*** Opening of Passage ***

When the Trump budget was released, many Members of Congress dismissed its deep cuts, promising to create their own, better budget. AFSCME is working to hold them to their words and not create a budget or funding bills that whack the programs that fund state and local government services.
House Panel Votes to Privatize Air Traffic Control; Senate Panel Takes Different Tack
On Tuesday, the House Transportation and Infrastructure Committee voted to approve a controversial measure that would privatize the air traffic control system. The measure was part of a larger bill to reauthorize the Federal Aviation Administration (FAA) programs. While President Trump supports privatization, the proposal has been criticized by security experts for putting the safety of the airways at risk and by consumer advocates for allowing private interests rather than the public interest to dominate decisions about the use of airways. Many of the nation’s mayors are opposed to the scheme because it could lead to less airline service in smaller cities.
Conversely on Thursday, the Senate Committee on Commerce, Science and Transportation approved its bill to reauthorize the FAA programs and did not include the privatization measure. The Senate Commerce Committee didn’t avoid all controversy, however. Included in the four-year FAA reauthorization are contentious amendments that would loosen training requirements for commercial pilots and preempt state laws on meal and rest breaks for truckers, both of which have drawn criticism from truckers’ and pilots’ unions.
The FAA’s authorization expires on September 30, which coincides with the end of the fiscal year. As a result, it could get caught up in a showdown over government spending. It is unclear what lengths House Republican leaders will go to press for this privatization plan.
AFSCME members who work at the FAA would be affected by the privatization plan. The union joined several other FAA unions in supporting a proposal from Rep. Peter DeFazio (D-OR) to provide long-term funding stability to air traffic control without privatization.
A Trio of Anti-Worker Bills are Approved by House Committee
This week, the House Education and the Workforce Committee voted 22 to 16 to advance three bills that significantly undermine critical labor protections. The Tribal Labor Sovereignty Act (H.R. 986), the Workforce Democracy and Fairness Act (H.R. 2776), and the Employee Privacy Protection Act (H.R. 2775) all weaken the ability of private sector workers to organize. By reducing the right to collectively bargain for better wages and working conditions, unnecessarily delaying union election processes, and restricting information union supporters receive from employers during organizing campaigns, these bills make it harder for workers to exercise their fundamental rights. AFSCME strongly opposes these bills, which are nothing less than an attack on our freedoms.
House Approves Punitive Immigration Bills
The House approved two immigration bills (H.R. 3003 and 3004) this week which, together, would weaken the rights of immigrants and cut funding to state and local programs. The bills would undermine state and local government policing strategies and penalize state and local governments if they do not enforce federal immigration law. By requiring state and local governments to devote their own resources to federal immigration enforcement, it diverts funding needed for other public safety priorities.

*** Close of Passage ***
*** Opening of Raw data ***

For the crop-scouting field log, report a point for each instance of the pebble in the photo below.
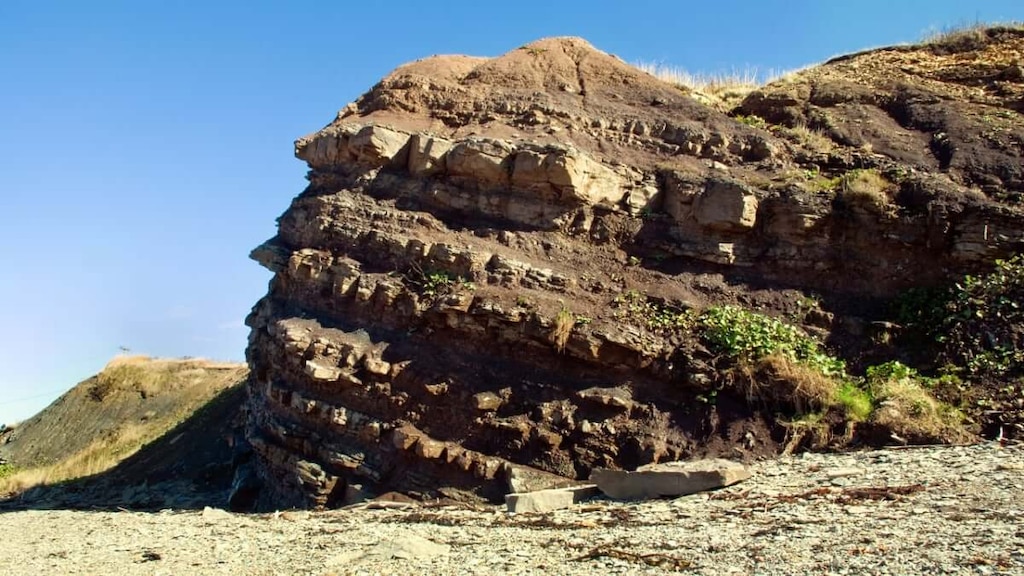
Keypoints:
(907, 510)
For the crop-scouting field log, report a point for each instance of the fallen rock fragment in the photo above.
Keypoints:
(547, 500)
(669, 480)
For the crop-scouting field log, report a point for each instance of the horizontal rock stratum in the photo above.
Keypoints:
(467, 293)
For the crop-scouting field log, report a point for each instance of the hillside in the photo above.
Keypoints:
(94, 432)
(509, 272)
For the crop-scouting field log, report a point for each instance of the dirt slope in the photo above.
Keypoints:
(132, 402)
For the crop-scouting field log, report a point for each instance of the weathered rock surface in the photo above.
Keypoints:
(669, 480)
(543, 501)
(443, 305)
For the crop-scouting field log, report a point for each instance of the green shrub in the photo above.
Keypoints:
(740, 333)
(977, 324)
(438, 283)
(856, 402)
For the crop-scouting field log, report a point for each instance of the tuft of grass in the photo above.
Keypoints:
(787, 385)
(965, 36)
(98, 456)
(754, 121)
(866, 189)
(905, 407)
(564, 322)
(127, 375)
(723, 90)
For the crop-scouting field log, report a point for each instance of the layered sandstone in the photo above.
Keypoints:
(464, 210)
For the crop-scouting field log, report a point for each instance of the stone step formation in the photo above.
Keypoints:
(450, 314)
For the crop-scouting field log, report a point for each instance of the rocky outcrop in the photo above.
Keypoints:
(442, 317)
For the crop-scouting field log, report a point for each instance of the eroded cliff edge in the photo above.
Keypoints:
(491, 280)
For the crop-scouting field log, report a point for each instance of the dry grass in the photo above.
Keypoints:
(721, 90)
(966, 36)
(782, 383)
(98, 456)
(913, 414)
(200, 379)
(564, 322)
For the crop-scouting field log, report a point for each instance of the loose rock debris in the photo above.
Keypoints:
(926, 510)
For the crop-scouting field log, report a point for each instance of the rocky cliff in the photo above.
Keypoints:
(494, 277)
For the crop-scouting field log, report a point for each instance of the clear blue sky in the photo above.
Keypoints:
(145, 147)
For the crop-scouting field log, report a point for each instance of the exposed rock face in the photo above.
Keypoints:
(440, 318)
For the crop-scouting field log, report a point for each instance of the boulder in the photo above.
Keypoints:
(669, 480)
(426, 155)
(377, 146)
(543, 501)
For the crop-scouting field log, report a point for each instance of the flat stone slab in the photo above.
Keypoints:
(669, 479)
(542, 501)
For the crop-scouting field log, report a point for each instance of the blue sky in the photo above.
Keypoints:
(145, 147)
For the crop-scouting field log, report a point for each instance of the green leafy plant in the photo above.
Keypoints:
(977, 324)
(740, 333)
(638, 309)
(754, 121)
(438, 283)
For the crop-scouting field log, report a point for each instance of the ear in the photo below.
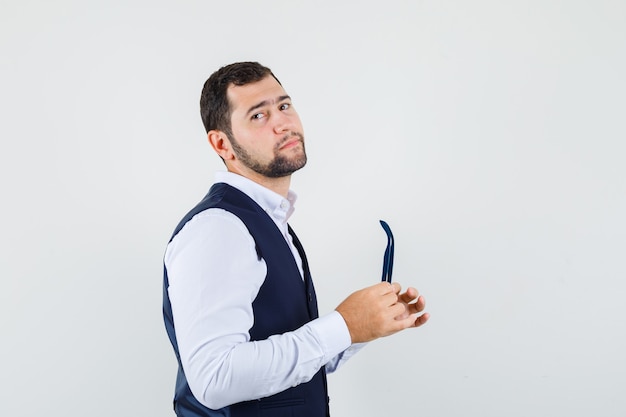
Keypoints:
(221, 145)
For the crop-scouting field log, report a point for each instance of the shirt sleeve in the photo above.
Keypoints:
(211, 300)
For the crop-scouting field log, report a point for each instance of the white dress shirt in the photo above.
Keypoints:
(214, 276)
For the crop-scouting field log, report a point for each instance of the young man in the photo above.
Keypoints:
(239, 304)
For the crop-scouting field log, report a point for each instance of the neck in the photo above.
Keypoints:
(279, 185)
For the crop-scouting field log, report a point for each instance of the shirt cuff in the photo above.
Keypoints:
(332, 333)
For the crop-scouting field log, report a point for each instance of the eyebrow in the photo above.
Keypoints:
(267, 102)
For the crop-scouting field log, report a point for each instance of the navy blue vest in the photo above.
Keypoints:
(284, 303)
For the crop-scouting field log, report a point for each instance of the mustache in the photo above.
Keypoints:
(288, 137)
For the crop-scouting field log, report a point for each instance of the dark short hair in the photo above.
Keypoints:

*** Close of Raw data ***

Apply what you read –
A - Answer these questions about the legislative update:
(i) Which House committee voted to approve the measure to privatize the air traffic control system?
(ii) On what date does the FAA's authorization expire?
(iii) By what vote did the House Education and the Workforce Committee advance its three bills?
B - Extract the part of the legislative update that starts with "Conversely on Thursday, the" and goes on through "and pilots’ unions.".
C - Which bills does the legislative update identify by an H.R. number? List each one, with its name where the legislative update gives one.
This material stands apart from the legislative update.

Solutions –
A -
(i) The House Transportation and Infrastructure Committee
(ii) September 30
(iii) 22 to 16

B -
Conversely on Thursday, the Senate Committee on Commerce, Science and Transportation approved its bill to reauthorize the FAA programs and did not include the privatization measure. The Senate Commerce Committee didn’t avoid all controversy, however. Included in the four-year FAA reauthorization are contentious amendments that would loosen training requirements for commercial pilots and preempt state laws on meal and rest breaks for truckers, both of which have drawn criticism from truckers’ and pilots’ unions.

C -
- Tribal Labor Sovereignty Act (H.R. 986)
- Workforce Democracy and Fairness Act (H.R. 2776)
- Employee Privacy Protection Act (H.R. 2775)
- H.R. 3003
- H.R. 3004